*Compiti da svolgere*
• 1. Secondo il testo sulle segnalazioni di operazioni sospette, quale decreto legislativo ha recepito la direttiva 2019/1153 nell'ordinamento italiano?
• 2. Prosegui il testo sulle segnalazioni di operazioni sospette partendo subito dopo la sua ultima frase.

*Estratto selezionato*
22.03.2024
L’indagine di Perugia, che come noto ha ad oggetto le modalità con le quali le SOS (segnalazioni di operazioni sospette) siano state divulgate a soggetti non autorizzati, sta disvelando in maniera, ancora più netta, le modalità operative del “dark web” del Sistema composto da cordate di potere, all’interno delle quali le questioni si affrontano fuori non soltanto da occhi indiscreti, ma anche dalle regole.
La gestione delle operazioni sospette è disciplinata da norme di matrice sovranazionale: le leggi italiane devono recepire le direttive dell’Unione Europa in tema di antiriciclaggio.
L’accesso diretto alle informazioni conservate nei registri centralizzati dei conti bancari è spesso indispensabile per il buon esito di un’indagine penale o per l’identificazione, il reperimento e il congelamento tempestivi dei beni interessati ai fini della loro confisca. L’accesso diretto costituisce il tipo di accesso più immediato alle informazioni conservate nei registri centralizzati dei conti bancari. Per assicurare una maggiore sicurezza, migliorare il perseguimento dei reati finanziari, contrastare il riciclaggio e prevenire i reati fiscali negli Stati membri, in tutta l’Unione Europea è stato quindi previsto l’accesso alle informazioni da parte delle unità di informazione finanziaria e delle autorità pubbliche competenti in materia di prevenzione, accertamento, indagine e perseguimento di reati gravi.
Nel nostro ordinamento, la disponibilità delle segnalazioni di operazioni sospette da parte degli organi inquirenti è stata da ultimo disciplinata con la direttiva 2019/1153, recepita nel nostro ordinamento dal decreto legislativo n.186 del 2021, il cui articolo 5 accentra le competenze presso il Nucleo Speciale di Polizia Valutaria della Guardia di Finanza. In virtù di tale accentramento, le altre forze di polizia, e cioè Polizia di Stato e Carabinieri, quando vogliono conoscere l’esistenza di una segnalazione di una operazione sospetta, devono rivolgersi al Nucleo Speciale di Polizia Valutaria della Guardia di Finanza e possono farlo solo se l’acquisizione di tale dato informativo sia necessaria per lo svolgimento di un procedimento penale o nell’ambito di un procedimento per l’applicazione delle misure di prevenzione patrimoniali.

*Voci fornite*
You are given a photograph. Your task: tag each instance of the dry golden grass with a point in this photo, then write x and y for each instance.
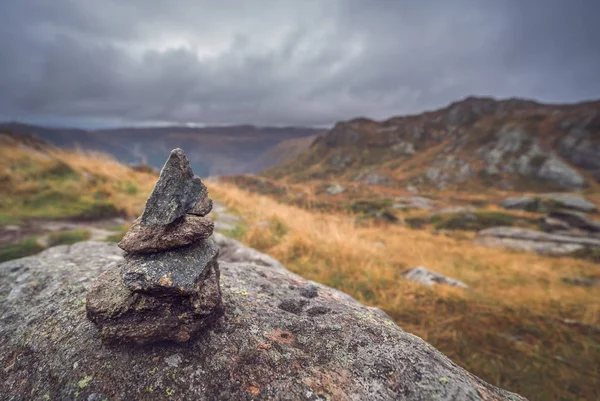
(43, 181)
(519, 325)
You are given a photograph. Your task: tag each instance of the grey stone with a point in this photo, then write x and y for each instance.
(184, 231)
(582, 281)
(521, 203)
(176, 272)
(553, 225)
(575, 220)
(428, 277)
(202, 207)
(255, 350)
(335, 189)
(554, 169)
(177, 191)
(412, 202)
(571, 201)
(126, 317)
(412, 189)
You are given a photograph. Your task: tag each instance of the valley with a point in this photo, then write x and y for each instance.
(499, 271)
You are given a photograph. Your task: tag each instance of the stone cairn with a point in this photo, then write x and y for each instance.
(167, 289)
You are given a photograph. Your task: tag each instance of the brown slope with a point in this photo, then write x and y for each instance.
(509, 144)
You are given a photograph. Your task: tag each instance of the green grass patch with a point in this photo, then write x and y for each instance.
(26, 247)
(474, 221)
(121, 230)
(591, 254)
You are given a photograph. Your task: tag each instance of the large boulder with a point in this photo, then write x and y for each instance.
(279, 337)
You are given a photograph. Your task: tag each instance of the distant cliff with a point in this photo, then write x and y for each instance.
(477, 142)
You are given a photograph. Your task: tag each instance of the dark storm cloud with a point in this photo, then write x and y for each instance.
(286, 62)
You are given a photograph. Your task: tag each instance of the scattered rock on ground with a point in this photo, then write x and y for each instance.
(428, 277)
(570, 201)
(334, 348)
(521, 203)
(531, 240)
(186, 230)
(177, 191)
(582, 281)
(167, 289)
(412, 202)
(335, 189)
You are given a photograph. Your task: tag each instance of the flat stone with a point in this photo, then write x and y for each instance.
(177, 191)
(175, 272)
(575, 220)
(183, 231)
(524, 239)
(126, 317)
(521, 203)
(202, 207)
(430, 278)
(413, 202)
(571, 201)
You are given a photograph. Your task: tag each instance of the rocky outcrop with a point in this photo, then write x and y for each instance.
(280, 337)
(412, 202)
(571, 201)
(530, 240)
(167, 288)
(430, 278)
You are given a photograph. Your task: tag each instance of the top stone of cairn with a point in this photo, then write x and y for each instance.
(177, 192)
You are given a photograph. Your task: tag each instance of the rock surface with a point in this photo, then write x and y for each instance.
(524, 239)
(177, 191)
(184, 231)
(428, 277)
(174, 272)
(331, 348)
(167, 287)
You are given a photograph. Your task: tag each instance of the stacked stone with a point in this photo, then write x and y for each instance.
(167, 289)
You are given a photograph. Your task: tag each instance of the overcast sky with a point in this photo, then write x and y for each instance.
(301, 62)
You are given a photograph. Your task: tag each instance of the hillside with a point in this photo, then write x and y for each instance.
(212, 150)
(524, 323)
(475, 143)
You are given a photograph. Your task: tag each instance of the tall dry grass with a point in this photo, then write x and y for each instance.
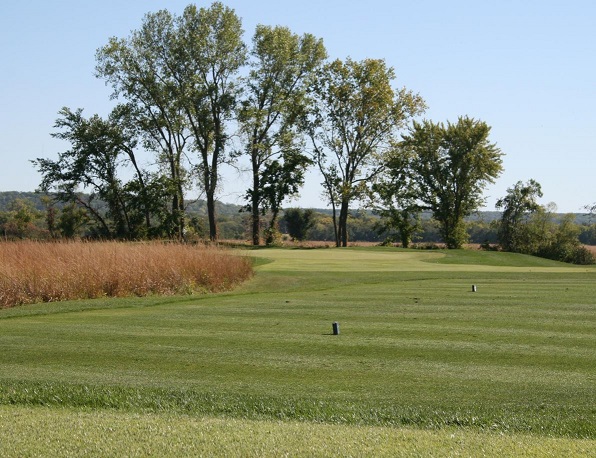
(32, 272)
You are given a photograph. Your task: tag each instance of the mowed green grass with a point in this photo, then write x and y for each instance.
(420, 357)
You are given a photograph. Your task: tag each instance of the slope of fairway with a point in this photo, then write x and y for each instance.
(106, 433)
(417, 348)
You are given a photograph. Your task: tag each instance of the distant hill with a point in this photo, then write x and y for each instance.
(199, 207)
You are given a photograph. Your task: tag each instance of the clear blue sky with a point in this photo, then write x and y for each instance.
(526, 67)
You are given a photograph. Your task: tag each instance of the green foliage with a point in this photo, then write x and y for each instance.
(298, 222)
(450, 166)
(19, 221)
(519, 203)
(273, 103)
(527, 227)
(356, 117)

*Risultati in ordine*
• 1. Il decreto legislativo n.186 del 2021.

• 2.
Pertanto, alla luce della disciplina normativa dettata in ambito sovranazionale e nazionale, discende il coinvolgimento di quattro distinti soggetti istituzionali: il sistema bancario (ABI); l’UIF della Banca d’Italia; il Nucleo di polizia valutaria della guardia di finanza; la Direzione Nazionale Antimafia, presso i cui uffici viene gestita la complessa mole di dati.
Con riferimento al primo dei soggetti protagonisti, ovverosia il sistema bancario, non può passare inosservata la recente reazione dell’ABI che, dopo aver sottolineato il decisivo ruolo svolto dalle banche nella segnalazione delle operazioni sospette, ha tuttavia chiesto al governo italiano di tutelare la riservatezza dei propri dipendenti che per primi hanno il compito di segnalare eventuali anomalie. Tale reazione dell’ABI appare essere una inevitabile conseguenza del clamore mediatico suscitato dalla vicenda “dossieraggio”, che mette in discussione non solo l’operato e le garanzie di anonimato dei dipendenti, ma anche l’affidabilità dello stesso sistema bancario incapace, in qualche modo, di tutelare la privacy dei clienti che, secondo prassi nazionale, per nulla lecita, hanno saputo delle violazioni commesse ai loro danni dalle notizie di cronaca: resta ora da vedere quando, dopo aver ricevuto le comunicazioni ufficiali relative alla loro posizione ed alle successive fasi processuali, potranno difendersi nel processo.
Peraltro, sul punto non possono essere trascurate le parole pronunziate dal Procuratore Nazionale Antimafia, il quale, nella sua recente audizione di fronte alla Commissione parlamentare Antimafia, ha evidenziato come il contesto nel quale la vicenda Striano è maturata sia caratterizzato da sistemi informativi, come quelli propri dell’amministrazione della giustizia, deboli e obsoleti.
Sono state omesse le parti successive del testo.